▶ **Written problem**: Reproduce these lines with every occurrence of "simplified polygon" changed to "approximate polygon", keeping everything else identical and omitting the pictures.

▶ **Material for this exercise**:
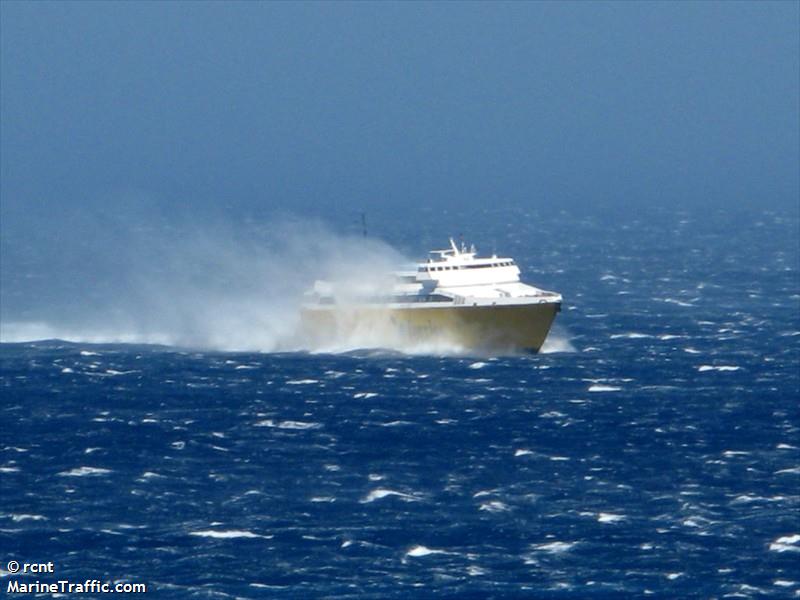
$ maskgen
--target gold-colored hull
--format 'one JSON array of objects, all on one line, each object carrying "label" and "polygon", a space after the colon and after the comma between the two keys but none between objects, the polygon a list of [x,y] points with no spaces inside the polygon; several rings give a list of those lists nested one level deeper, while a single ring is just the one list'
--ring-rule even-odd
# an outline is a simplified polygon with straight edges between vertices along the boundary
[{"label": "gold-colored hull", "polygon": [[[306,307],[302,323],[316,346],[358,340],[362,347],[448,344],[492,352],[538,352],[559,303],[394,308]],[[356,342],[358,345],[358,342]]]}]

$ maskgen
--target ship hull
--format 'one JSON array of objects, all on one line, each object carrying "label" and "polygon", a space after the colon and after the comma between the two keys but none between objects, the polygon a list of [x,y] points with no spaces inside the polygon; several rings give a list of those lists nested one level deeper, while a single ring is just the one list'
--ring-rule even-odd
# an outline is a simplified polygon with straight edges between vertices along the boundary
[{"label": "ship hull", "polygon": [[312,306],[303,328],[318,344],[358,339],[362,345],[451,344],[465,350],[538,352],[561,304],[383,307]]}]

▶ **The reply**:
$ maskgen
--target gold-colored hull
--format 'one JSON array of objects, all on one line, each object carrying "label" and "polygon", a space after the colon and after the comma between the two keys but none between objects, the polygon a list of [x,y] points with no spaces inside the polygon; several rings give a list of those lists nested one level deeper, while a single ring is just the one list'
--ring-rule even-odd
# an outline is a approximate polygon with straight edges between vertices along the boundary
[{"label": "gold-colored hull", "polygon": [[[306,307],[302,323],[316,346],[358,340],[362,347],[448,344],[492,352],[538,352],[559,303],[394,308]],[[356,342],[358,345],[358,342]]]}]

$ maskgen
--target ship hull
--format 'one JSON array of objects, all on one line, each object carrying "label" and "polygon", a space after the colon and after the comma between the two keys but none between objects, the polygon a list of [x,y] points with no spaces inside the polygon; several rings give a list of those lists nested one level deeper, while a single ring is just the one list'
--ring-rule even-odd
# an outline is a approximate polygon with straight edges between vertices along the boundary
[{"label": "ship hull", "polygon": [[312,306],[303,328],[318,344],[358,339],[362,345],[451,344],[465,350],[538,352],[561,304],[383,307]]}]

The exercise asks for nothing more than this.